- [Provided material]:
---
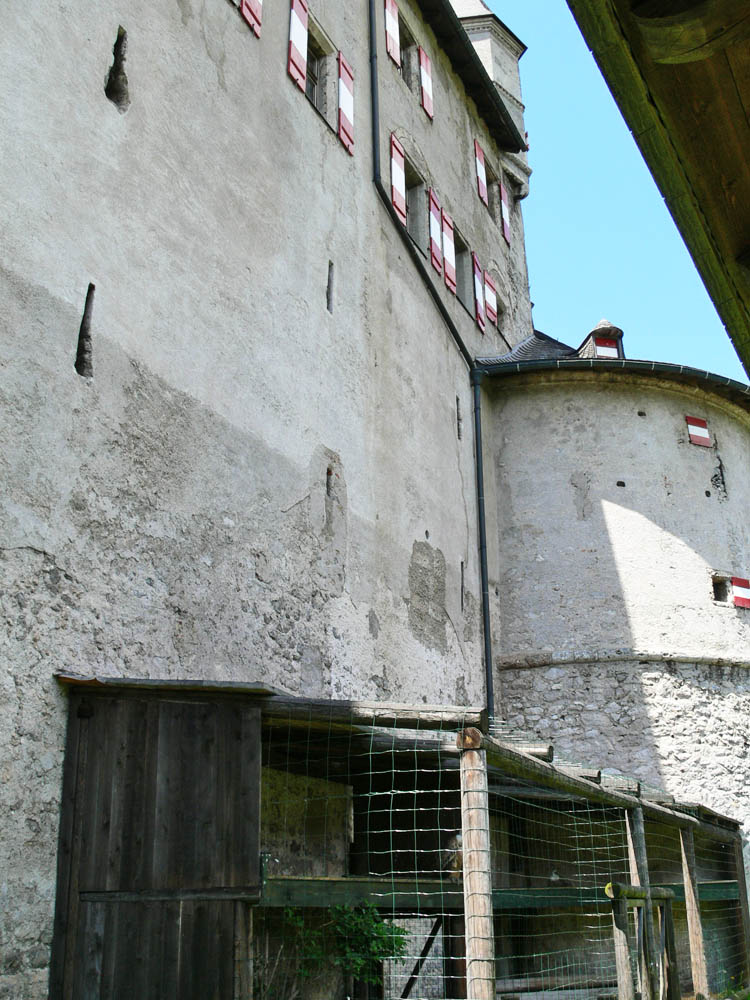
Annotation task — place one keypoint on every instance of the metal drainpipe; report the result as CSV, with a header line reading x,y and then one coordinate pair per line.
x,y
475,374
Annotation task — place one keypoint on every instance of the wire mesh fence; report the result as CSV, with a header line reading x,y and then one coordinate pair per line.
x,y
369,853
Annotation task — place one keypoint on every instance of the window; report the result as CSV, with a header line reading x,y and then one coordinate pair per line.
x,y
464,273
320,84
416,207
409,51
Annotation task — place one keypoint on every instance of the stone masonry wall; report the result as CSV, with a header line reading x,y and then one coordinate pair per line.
x,y
679,726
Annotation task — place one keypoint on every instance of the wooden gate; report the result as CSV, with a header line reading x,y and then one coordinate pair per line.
x,y
159,855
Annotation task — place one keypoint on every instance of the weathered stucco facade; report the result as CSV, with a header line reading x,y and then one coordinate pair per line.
x,y
254,483
616,635
255,459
---
- [Work item]: Omit the pictures and output all of the other material exactly.

- [Result]:
Annotation task — place one keypoint on every instance of the metal drainpipe; report the result as CSV, with a header line reading x,y and then one coordinate pair per line.
x,y
475,374
Annotation task — place one keypoint on every instance of the wire mesh fence; report the result as CSV, with a header line reading x,y and then one coordinate pair per line.
x,y
369,853
Annotation task — place one keypoint on every instance of the window; report the result as CSV, with a header line reading x,y and then one coordinate pair per line.
x,y
464,273
320,84
416,207
409,51
Annotation task — place one keypoint on every instance of the stone masonry wall; report the result as CSV, with a header line reading x,y and then one coordinate pair per line.
x,y
679,726
Annotation task — place one keypoint on every instance of the wooden gate; report the result as CSV, with a header line reading x,y and then one coordinate pair per line.
x,y
159,855
Annotation task — place one keypoint on every instance of the weathered stucco facade; report the result as CSV, with a header line reading x,y and then one coordinate pair per line.
x,y
254,483
616,635
255,459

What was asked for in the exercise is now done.